EXERCISE OBJECTIVE
The result should be a faithful copy of every entry below, with the pictures left out.

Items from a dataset
# # # # # # #
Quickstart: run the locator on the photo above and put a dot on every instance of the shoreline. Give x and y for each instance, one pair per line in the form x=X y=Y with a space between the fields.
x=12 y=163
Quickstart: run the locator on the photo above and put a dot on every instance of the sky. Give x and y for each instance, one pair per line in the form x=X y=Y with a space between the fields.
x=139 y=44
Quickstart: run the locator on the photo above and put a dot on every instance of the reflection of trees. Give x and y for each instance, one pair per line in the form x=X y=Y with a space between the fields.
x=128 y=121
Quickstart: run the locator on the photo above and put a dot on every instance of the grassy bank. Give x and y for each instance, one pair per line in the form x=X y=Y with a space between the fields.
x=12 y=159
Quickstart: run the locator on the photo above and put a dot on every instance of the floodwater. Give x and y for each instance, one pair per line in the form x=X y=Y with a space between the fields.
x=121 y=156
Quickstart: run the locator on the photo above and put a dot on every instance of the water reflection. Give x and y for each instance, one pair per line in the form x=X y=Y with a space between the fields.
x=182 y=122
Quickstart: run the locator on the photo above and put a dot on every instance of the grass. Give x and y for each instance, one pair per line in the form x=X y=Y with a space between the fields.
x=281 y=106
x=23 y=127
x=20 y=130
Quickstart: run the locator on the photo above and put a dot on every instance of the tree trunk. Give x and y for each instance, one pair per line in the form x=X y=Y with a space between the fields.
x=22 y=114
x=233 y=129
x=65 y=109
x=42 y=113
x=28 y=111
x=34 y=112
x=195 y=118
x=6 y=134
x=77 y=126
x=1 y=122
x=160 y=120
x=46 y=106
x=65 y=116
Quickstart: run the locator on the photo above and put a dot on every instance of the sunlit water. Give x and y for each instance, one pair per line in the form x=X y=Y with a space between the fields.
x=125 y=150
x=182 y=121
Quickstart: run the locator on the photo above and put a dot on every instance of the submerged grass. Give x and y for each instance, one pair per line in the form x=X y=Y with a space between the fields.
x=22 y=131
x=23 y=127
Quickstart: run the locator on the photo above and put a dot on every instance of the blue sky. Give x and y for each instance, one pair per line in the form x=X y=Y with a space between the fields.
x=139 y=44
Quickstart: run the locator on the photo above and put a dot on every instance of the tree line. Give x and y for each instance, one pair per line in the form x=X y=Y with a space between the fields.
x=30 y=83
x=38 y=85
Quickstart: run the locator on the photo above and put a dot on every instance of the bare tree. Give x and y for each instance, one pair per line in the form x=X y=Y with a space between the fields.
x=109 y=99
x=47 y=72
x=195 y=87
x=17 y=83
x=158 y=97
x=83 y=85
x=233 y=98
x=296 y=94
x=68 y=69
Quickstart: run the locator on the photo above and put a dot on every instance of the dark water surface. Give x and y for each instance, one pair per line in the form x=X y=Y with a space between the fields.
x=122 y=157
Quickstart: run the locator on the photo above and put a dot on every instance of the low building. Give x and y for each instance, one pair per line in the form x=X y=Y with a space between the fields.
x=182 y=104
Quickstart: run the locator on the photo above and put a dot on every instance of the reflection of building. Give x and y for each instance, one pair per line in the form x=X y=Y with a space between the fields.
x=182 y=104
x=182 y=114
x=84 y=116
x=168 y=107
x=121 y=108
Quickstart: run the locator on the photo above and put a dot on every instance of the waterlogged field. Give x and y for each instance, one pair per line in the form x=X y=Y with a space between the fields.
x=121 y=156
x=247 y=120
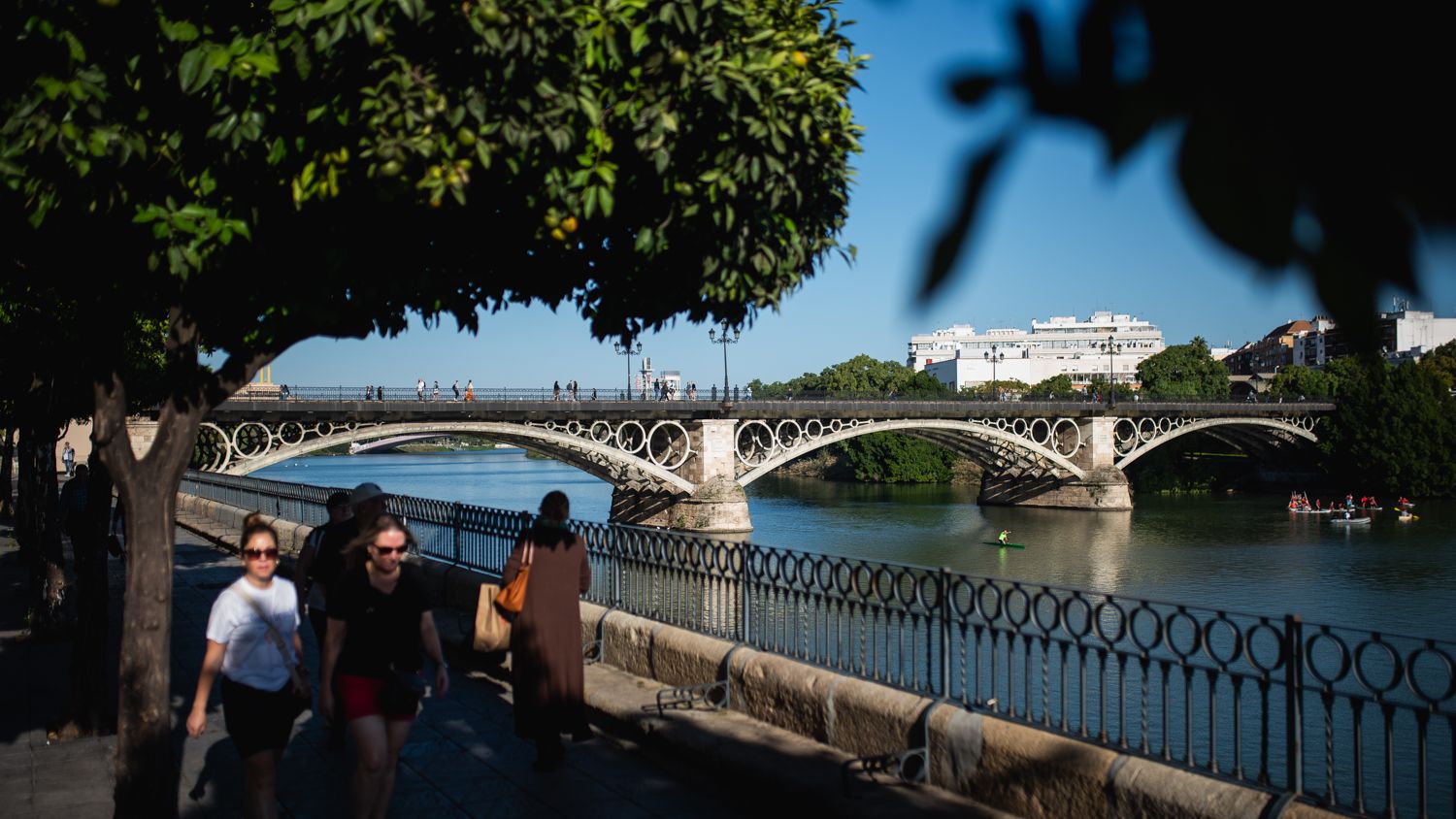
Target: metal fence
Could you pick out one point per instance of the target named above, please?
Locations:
(1351, 719)
(369, 393)
(711, 393)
# # # # # # #
EXPECTED OUTPUT
Quickstart: run the locator on the photo above and put a dot on every instance of the shoreline. Give x and y for each instance, one pair per line in the form x=X y=Y with a space between the fields.
x=12 y=163
Quickstart: run the locator on the photo above and put a dot on every instance of the sky. Give x and y for each instance, one pair per line in the form x=X y=Y with a space between the fields.
x=139 y=44
Quickstart: run the locator on the photo above and put a dot on every instance of the reflection of trees. Give x and y for each instance, one pair per line in the form x=X y=Y with a space between the fields.
x=128 y=121
Quickstart: run the locator on the photo above and put a dot on every instance of the grassy bank. Give x and y for each instance, one pair per line in the form x=X y=Y with a space between the fields.
x=12 y=159
Quickstart: run the locator on the photo above and put a dot on every instance of the floodwater. Give x and y for each instance, one pair per line in the form x=X y=Y with a space between the fields.
x=121 y=156
Quickstart: run the locator on the photo above and put a dot on every instance of the water reflection. Give x and y for each instance, one pair per line in the form x=X y=Y with a space between the fields.
x=182 y=122
Quickstart: run the locator on the photo above and put a dot on every instance of the grass. Give x and y for each instance, one pair per line in the form x=X y=Y with a space between the fields.
x=281 y=106
x=23 y=127
x=20 y=130
Quickstart: run the locator on the photo above and put a dot on every instance of the tree trunk. Give x and y for each instance, one pair per line in the form x=X y=Y with a space between the fields.
x=22 y=114
x=233 y=129
x=65 y=109
x=42 y=113
x=28 y=111
x=34 y=112
x=195 y=118
x=6 y=134
x=77 y=126
x=1 y=122
x=160 y=120
x=46 y=106
x=65 y=116
Quickstart: run the locator on the photo above and put a dot on every instance of the sunlit water. Give x and y for each instance, one pair per line in the form x=X y=Y with a space between the fields.
x=125 y=150
x=182 y=121
Quickstart: run the locator on the photo above and put a dot on every instance of the submerged grass. Give x and y for each instance, one pair per line in the form x=X y=Y with a space between the fields.
x=22 y=131
x=23 y=127
Quickstart: run the locator on the photo above and put a dot on every instance of the blue sky. Give x and y for each instance, one pair per line in the form x=X y=Y with a space between the fields.
x=139 y=44
Quickstart: run the locator on the photo above and put a dot on every instance of the tree line. Give x and y for each instance, one pair per line in the form x=X y=Y with a space between the fields.
x=30 y=83
x=38 y=85
Quickstart: run the locator on the photo above and put a dot on every instance of the bare tree. Give x and y for each instance, one pair per line in the form x=X y=Y with a space between the fields.
x=109 y=99
x=47 y=72
x=195 y=87
x=17 y=83
x=158 y=97
x=83 y=85
x=233 y=98
x=296 y=94
x=68 y=69
Quickstart: run the locator on the photo above and put a dot on every instance of the dark water surface. Give x and y for each instance, one pair per line in the form x=X y=Y with a space between the fields.
x=122 y=157
Quickstart: run the locator on the photo above and put a dot on every instance of the low building. Give x and y for each instance, one pair per line in the form x=X y=Y with a space between the fields.
x=182 y=104
Quickstart: run the locator on the photo above and put a dot on every instance of the reflection of building. Give x and y for each instance, one pair per line in the form x=X y=Y with a space between the fields.
x=182 y=104
x=182 y=114
x=84 y=116
x=168 y=107
x=121 y=108
Quickstart: run the locator on the photo above and put a dot on every instance of the waterlogged field. Give x and y for each instance, one pair per line in the form x=X y=Y with a space between the fields.
x=121 y=156
x=247 y=120
Target: metal fence
Could you pick out one point per instance of the target named above, please?
Locations:
(1351, 719)
(369, 393)
(711, 393)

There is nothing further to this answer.